=== RECORDS SUPPLIED ===
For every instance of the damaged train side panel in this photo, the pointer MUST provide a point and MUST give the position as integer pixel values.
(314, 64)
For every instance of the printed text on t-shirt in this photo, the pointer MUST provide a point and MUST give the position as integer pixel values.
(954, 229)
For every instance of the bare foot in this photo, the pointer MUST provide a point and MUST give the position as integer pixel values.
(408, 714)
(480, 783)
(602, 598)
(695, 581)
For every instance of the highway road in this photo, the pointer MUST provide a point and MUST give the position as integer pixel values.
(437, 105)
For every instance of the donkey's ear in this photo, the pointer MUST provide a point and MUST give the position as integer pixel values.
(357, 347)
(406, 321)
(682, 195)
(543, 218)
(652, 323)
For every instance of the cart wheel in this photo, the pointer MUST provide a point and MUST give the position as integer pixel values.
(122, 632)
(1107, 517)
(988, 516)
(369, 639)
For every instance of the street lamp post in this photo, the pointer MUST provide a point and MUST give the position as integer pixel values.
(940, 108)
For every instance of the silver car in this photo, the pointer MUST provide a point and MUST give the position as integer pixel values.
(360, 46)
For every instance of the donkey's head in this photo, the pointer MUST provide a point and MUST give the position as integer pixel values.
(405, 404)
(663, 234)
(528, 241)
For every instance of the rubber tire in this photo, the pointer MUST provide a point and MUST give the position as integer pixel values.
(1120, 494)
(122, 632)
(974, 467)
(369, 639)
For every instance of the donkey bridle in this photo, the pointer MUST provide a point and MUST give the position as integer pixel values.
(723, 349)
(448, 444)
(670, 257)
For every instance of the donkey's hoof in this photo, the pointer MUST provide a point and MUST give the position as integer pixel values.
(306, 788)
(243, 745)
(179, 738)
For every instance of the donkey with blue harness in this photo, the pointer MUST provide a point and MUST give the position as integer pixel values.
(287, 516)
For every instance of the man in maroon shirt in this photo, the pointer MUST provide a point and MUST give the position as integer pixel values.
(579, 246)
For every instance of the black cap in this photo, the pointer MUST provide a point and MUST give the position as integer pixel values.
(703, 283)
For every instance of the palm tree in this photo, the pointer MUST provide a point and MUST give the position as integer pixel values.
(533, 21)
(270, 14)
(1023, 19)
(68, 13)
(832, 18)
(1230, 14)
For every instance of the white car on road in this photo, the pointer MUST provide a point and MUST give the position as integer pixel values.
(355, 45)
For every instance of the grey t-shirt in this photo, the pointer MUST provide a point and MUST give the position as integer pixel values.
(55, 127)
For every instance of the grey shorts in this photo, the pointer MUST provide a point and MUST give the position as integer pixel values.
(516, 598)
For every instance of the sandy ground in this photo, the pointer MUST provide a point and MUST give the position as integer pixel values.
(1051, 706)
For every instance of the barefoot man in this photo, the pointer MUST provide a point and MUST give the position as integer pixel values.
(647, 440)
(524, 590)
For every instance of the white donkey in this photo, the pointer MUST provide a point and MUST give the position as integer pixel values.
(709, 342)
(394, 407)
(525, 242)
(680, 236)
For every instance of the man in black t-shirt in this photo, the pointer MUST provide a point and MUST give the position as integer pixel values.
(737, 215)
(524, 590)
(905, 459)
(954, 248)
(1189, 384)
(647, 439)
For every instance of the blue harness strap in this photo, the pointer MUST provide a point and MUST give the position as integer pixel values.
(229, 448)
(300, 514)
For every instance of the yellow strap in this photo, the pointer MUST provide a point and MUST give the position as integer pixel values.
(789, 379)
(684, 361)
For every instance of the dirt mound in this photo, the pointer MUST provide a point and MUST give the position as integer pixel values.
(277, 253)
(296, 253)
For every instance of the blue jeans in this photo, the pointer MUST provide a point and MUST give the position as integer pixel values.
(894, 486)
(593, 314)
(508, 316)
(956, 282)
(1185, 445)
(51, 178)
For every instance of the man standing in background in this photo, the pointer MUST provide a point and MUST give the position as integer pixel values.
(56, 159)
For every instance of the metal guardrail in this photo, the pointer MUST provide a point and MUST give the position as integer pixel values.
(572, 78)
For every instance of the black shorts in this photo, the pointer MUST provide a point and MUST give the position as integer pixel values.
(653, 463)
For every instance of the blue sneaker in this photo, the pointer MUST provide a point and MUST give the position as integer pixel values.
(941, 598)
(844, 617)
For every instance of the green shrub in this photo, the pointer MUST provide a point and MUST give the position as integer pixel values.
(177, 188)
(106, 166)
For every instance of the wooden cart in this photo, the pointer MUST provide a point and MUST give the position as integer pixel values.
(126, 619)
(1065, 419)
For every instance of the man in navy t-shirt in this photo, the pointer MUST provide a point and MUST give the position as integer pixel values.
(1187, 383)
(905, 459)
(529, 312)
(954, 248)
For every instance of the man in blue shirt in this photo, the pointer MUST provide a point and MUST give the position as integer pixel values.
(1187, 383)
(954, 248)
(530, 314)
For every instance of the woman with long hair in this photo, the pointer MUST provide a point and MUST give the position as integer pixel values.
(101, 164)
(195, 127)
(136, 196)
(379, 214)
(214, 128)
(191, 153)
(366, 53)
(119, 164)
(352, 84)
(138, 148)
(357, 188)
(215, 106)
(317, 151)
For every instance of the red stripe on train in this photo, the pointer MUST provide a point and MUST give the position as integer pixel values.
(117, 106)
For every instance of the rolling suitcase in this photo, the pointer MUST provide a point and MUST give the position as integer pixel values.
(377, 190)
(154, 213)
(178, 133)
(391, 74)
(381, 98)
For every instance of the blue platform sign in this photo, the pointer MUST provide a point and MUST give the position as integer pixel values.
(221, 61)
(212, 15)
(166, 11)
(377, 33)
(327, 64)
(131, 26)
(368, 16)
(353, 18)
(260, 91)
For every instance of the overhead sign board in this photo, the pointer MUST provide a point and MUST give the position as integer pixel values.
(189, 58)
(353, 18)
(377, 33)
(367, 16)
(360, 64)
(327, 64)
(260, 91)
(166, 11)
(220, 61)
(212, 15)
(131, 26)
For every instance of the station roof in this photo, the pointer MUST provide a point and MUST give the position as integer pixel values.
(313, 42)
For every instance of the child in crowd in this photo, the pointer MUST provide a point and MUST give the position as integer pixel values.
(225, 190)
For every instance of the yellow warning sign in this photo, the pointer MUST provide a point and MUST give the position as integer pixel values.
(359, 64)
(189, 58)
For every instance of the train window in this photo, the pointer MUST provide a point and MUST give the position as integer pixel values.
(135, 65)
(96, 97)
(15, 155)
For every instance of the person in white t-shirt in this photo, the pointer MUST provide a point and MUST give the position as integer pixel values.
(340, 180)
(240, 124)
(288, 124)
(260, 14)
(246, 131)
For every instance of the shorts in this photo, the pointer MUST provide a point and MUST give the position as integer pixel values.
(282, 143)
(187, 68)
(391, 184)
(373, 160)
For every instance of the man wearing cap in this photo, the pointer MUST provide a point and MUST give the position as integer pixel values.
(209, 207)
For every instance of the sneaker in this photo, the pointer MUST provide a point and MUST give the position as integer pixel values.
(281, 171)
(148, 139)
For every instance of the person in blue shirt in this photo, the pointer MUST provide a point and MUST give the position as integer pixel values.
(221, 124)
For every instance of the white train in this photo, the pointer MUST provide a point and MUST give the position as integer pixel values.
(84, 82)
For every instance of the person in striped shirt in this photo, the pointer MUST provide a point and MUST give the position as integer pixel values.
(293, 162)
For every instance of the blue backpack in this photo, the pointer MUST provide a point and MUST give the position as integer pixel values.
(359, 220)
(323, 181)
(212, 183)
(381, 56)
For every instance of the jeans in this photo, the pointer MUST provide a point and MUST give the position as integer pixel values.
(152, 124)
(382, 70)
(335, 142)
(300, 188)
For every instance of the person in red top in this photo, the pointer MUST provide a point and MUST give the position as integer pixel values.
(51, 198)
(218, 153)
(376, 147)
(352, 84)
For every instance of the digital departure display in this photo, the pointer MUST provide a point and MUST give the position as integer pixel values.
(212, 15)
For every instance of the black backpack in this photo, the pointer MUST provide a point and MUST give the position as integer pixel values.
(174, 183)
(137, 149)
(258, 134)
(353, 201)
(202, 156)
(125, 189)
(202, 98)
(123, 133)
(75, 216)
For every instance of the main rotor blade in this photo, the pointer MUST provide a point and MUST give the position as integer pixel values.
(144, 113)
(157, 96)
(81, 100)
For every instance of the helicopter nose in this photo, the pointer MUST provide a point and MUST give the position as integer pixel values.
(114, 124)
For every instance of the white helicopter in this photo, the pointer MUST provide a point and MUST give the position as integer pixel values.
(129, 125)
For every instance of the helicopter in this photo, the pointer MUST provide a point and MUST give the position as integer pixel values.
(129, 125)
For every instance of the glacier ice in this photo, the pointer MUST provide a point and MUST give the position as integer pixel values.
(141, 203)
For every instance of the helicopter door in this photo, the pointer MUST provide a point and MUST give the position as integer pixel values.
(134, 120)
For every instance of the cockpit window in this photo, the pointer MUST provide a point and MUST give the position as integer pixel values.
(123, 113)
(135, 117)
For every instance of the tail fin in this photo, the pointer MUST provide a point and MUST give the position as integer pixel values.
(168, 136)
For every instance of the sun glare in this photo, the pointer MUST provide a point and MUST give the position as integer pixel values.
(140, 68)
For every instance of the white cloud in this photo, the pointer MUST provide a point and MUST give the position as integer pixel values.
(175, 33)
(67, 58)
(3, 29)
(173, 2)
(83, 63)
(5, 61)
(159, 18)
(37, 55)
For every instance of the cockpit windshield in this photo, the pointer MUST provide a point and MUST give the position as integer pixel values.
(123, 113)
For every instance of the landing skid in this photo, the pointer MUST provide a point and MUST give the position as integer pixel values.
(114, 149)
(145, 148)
===
> [PROBLEM TO WORK ON]: Output only the lines from the one holding "For every instance of the sun" through the last line above, exactly as they appear.

> [WORKED ANSWER]:
For every instance of the sun glare in this photo, the pointer MUST provide a point and MUST give the position as integer pixel values.
(140, 68)
For every instance of the white cloud in this photo, the pointer MUST provide a point and MUST give the position as integer pixel values.
(175, 33)
(67, 58)
(3, 29)
(173, 2)
(83, 63)
(5, 61)
(159, 18)
(37, 55)
For every instance of the cockpit windshield in this photo, the pointer MUST provide a point and MUST give the position as integer pixel values.
(123, 113)
For every instance of the landing skid in this photo, the pointer MUST provide a point and MUST give the position as integer pixel values.
(114, 149)
(145, 148)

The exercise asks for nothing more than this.